= Extracted text =
News Release

Researchers reveal structural mechanism of tetrahymena ribozyme self-splicing reaction

Peer-Reviewed Publication

University of Science and Technology of China

Snapshots of the second-step self-splicing of Tetrahymena ribozyme revealed by cryo-EM

image: Different conformations of Tetrahymena ribozyme in the self-splicing reactions. view more 

Credit: Image by LI Shanshan et al.

A team led by Prof. ZHANG Kaiming from the University of Science and Technology (USTC) solved six conformations in the second-step self-splicing of Tetrahymena ribozyme using cryogenic electron microscopy (cryo-EM), revealing the mechanism of group 1 introns coordinating self-splicing reactions. Their work was published in Nature Communications on March 16th.

GroupⅠintrons are catalytic RNAs that can fold into tertiary structure with a active site with the help of metal ions, thereby promoting catalysis without proteins. However, the analysis of RNA structures faces enormous challenge due to the heterogeneity and flexibility of RNA. Since the discovery of Tetrahymena group I introns, numerous studies have elucidated its underlying catalytic mechanism, but the 3D structure of the full-length molecule and its rearrangements are yet to be obtained.

= Information given =
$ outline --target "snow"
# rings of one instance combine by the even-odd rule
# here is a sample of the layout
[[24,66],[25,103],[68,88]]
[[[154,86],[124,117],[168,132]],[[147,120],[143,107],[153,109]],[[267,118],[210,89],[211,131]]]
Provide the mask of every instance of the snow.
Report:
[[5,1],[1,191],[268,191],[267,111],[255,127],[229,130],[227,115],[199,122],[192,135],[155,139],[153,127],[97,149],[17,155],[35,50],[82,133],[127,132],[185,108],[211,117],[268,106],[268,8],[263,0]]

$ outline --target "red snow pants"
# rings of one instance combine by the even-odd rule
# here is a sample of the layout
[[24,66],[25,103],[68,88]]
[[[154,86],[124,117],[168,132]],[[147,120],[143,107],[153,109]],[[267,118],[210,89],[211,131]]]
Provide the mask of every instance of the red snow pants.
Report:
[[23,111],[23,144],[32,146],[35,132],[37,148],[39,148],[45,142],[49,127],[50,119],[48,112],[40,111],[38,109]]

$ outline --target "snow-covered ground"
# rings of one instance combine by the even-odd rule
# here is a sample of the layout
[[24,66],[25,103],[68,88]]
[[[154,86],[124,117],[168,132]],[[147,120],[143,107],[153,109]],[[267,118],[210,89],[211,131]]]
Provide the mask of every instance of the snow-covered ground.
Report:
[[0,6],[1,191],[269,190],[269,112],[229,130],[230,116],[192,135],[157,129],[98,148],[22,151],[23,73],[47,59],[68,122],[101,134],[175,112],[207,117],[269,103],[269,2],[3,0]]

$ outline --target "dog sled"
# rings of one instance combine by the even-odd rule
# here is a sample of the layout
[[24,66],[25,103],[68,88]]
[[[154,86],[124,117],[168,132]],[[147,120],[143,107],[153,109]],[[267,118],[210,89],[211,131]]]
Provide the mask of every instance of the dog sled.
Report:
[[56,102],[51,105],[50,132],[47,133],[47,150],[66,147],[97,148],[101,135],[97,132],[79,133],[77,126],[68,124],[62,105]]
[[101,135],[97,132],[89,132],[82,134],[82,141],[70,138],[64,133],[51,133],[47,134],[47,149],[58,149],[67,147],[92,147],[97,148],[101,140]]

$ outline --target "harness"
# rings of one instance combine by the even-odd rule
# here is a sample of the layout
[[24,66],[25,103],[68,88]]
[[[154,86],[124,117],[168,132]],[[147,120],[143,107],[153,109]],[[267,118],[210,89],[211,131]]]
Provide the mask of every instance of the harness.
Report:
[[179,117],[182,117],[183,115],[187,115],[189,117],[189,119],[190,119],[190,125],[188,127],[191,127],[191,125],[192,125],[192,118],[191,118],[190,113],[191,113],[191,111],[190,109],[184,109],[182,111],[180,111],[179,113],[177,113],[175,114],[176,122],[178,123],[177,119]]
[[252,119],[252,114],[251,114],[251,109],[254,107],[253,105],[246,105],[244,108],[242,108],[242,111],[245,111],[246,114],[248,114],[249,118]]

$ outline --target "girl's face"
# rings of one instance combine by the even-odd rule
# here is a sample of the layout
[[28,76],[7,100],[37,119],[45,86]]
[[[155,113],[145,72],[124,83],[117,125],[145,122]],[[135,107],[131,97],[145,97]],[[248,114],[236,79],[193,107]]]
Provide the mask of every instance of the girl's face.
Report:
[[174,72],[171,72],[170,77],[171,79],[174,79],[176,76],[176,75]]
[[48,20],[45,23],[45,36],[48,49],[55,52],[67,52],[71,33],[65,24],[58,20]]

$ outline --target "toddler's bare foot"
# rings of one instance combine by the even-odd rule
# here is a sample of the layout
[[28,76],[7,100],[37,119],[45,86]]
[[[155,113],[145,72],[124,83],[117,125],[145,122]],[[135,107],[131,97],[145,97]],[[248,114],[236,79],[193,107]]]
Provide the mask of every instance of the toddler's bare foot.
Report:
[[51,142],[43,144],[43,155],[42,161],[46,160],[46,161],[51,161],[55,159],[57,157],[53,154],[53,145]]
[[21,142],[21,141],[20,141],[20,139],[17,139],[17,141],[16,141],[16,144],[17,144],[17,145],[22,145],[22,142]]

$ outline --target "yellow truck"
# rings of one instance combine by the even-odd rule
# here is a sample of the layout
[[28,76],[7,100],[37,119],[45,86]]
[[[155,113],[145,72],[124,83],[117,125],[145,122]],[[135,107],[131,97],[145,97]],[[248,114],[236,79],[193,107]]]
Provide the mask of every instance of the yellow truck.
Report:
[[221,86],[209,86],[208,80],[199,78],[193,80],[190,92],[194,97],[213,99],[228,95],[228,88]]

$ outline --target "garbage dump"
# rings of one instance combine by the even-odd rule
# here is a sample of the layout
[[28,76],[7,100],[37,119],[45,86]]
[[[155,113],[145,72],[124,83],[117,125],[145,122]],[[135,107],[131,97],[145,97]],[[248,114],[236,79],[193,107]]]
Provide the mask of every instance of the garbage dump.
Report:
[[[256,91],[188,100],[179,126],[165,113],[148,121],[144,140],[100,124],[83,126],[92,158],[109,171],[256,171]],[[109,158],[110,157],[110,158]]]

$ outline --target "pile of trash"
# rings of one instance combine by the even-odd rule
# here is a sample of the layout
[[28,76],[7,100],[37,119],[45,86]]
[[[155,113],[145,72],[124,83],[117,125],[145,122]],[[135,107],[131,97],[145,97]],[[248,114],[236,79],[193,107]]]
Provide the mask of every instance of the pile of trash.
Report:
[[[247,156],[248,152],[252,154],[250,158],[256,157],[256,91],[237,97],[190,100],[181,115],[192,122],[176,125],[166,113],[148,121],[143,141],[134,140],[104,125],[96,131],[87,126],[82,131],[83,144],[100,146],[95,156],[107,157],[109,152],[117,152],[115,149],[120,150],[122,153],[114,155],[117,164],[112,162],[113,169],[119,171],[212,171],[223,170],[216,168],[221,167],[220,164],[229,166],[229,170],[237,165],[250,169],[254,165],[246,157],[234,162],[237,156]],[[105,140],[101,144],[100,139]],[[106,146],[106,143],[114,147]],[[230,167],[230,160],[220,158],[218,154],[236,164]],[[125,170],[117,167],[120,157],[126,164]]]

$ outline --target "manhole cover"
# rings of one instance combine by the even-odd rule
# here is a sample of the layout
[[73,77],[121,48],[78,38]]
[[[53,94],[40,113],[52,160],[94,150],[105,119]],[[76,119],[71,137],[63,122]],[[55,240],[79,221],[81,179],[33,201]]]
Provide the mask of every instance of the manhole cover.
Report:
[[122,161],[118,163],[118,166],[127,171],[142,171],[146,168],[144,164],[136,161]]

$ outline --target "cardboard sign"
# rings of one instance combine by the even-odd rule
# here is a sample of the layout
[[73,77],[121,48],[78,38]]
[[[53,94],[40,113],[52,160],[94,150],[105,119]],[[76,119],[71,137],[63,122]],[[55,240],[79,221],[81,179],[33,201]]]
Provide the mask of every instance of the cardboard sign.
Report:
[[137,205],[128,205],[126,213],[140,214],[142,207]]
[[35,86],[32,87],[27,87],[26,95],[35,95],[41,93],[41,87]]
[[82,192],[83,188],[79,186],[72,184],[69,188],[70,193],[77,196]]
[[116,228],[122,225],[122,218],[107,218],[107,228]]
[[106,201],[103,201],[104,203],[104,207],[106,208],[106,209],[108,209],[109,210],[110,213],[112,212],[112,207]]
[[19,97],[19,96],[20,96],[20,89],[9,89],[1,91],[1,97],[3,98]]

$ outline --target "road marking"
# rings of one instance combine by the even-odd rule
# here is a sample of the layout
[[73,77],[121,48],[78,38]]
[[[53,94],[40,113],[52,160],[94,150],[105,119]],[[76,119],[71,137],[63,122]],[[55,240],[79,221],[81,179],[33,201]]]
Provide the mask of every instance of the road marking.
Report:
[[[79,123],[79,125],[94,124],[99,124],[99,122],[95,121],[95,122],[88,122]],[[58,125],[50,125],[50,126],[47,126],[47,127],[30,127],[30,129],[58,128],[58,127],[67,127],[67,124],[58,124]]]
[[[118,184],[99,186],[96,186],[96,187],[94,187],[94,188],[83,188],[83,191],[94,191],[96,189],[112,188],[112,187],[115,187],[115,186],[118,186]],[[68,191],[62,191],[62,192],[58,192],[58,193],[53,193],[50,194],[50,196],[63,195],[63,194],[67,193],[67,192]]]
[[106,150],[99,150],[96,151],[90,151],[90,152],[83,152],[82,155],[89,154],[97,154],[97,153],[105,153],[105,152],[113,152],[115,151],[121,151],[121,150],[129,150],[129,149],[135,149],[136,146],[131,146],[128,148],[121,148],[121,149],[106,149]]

= What this exercise asks =
1. According to the news release, in which journal was the team's work published?
2. Extract the passage of the news release between "News Release" and "Shanshan et al.", inclusive.

= Solutions for each task =
1. Nature Communications

2.
News Release

Researchers reveal structural mechanism of tetrahymena ribozyme self-splicing reaction

Peer-Reviewed Publication

University of Science and Technology of China

Snapshots of the second-step self-splicing of Tetrahymena ribozyme revealed by cryo-EM

image: Different conformations of Tetrahymena ribozyme in the self-splicing reactions. view more 

Credit: Image by LI Shanshan et al.